• _Provided text_
--- START ---
A recent paper, published in Nature, explores a critical issue facing generative AI models, termed "model collapse," which occurs when models are trained on data generated by earlier models, rather than genuine human-generated content. This process leads to a gradual and irreversible degradation in model performance, in which the models lose their ability to accurately represent the true underlying data distribution. This phenomenon is of particular concern as large language models (LLMs) and other generative models increasingly contribute to the content found on the internet, raising the risk that future models will be trained on increasingly synthetic data, rather than data rooted in real-world human behaviour.
The paper raises some important questions that we must ask ourselves.
Why Does Model Collapse Happen?
Consider a generative “model 0” (e.g. an LLM) trained on dataset “data 0” (e.g. content scraped from the internet), which produces some output. At some later point in time, another “model 1” is to be trained on some larger dataset “data 1”, which has been freshly scraped from the internet. The issue is that the outputs from model 0 will have polluted data 1, to the point that the major part of data 1 is actually generated content.
As this process recurs iteratively over future generations of model “n”, the effect compounds, as this diagram by the authors shows:
The problems start because, as the authors empirically demonstrate, models trained on synthetic data do a worse job of representing the real world than models trained on authentic data. Over time, this effect compounds and leads to models totally divorced from reality.
The paper identifies two stages of model collapse: “early model collapse”, in which rare events are underestimated, and “late model collapse”, where the distribution converges to a state that no longer resembles the original data, often with significantly reduced variance. This issue is shown to be universal across various model types, including LLMs, variational autoencoders (VAEs), and Gaussian mixture models (GMMs).
How Does It Happen?
The authors outline three primary sources of error that contribute to the phenomenon:
- Statistical Approximation Error: Occurs due to the finite number of samples available, leading to the loss of rare events.
- Functional Expressivity Error: Arises when the model's architecture is not capable of fully capturing the original data's complexity, such as attempting to fit a complex distribution with a simpler one.
- Functional Approximation Error: Results from limitations in the training process, including biases inherent in optimization algorithms or choice of training objectives.
The combined effect of these three sources of error is that models tend to overestimate the likelihood of common occurrences in the data, and underestimate the “tails” of less common occurrences. This leads to a negative feedback loop in which the worldview of the model is narrowed over time:
These errors accumulate over generations of model training, leading to increasing divergence from the true data distribution and the eventual collapse of the model's capacity to generalise.
How Can We Counter It?
To counter this effect, we need to be able to correctly identify original, human-generated data, and use its authenticity to preserve model fidelity over time. To do so will require standards and safeguards that are sadly yet to be widely adopted.
Without such safeguards, the increasing prevalence of AI-generated content could lead to a self-reinforcing cycle of degradation, where models trained on synthetic data continuously diverge from real-world distributions. The authors suggest some mitigation strategies, such as community-wide coordination to track the provenance of data and ensure models are trained on a diverse mix of genuine and synthetic content. But writing this in 2024, it is unclear how such coordinated efforts will arise.
What If We Fail?
Model collapse is a concerning phenomenon with far-reaching implications for the future of generative AI - and for the corpus of recorded human knowledge itself.
As AI-generated content becomes more pervasive, the quality and reliability of models trained on such data are at risk of significant decline. Failure to address these challenges could lead to a future where generative models lose their capacity to meaningfully interact with the complexities of human language and behaviour.
While this would make generative AI a less effective and reliable tool, I personally believe it would do little to reduce its adoption or prevalence. The end result could be that all our content sources (including books, video and the internet itself) is flooded with meaningless drivel that increasingly fails to represent the real world. I believe this is a harm too great for us to ignore.
--- END ---
• _Dataset content_
--- START ---
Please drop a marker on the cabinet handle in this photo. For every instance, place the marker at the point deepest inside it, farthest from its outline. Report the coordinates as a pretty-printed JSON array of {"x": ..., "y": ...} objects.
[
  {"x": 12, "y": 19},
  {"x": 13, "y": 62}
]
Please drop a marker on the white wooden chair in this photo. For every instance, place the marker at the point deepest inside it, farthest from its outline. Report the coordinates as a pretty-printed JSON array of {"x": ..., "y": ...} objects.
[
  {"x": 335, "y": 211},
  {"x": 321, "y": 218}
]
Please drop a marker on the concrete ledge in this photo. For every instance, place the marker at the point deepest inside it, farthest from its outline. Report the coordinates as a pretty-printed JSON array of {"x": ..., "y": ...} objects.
--- END ---
• _Problem set_
[a] Render this sentence from the article on model collapse into French: "Over time, this effect compounds and leads to models totally divorced from reality."
[b] Transcribe everything in the article on model collapse from "The authors outline" down to "of training objectives.".

• _Results of the tasks_
[a] Avec le temps, cet effet s'amplifie et conduit à des modèles totalement coupés de la réalité.

[b]
The authors outline three primary sources of error that contribute to the phenomenon:
- Statistical Approximation Error: Occurs due to the finite number of samples available, leading to the loss of rare events.
- Functional Expressivity Error: Arises when the model's architecture is not capable of fully capturing the original data's complexity, such as attempting to fit a complex distribution with a simpler one.
- Functional Approximation Error: Results from limitations in the training process, including biases inherent in optimization algorithms or choice of training objectives.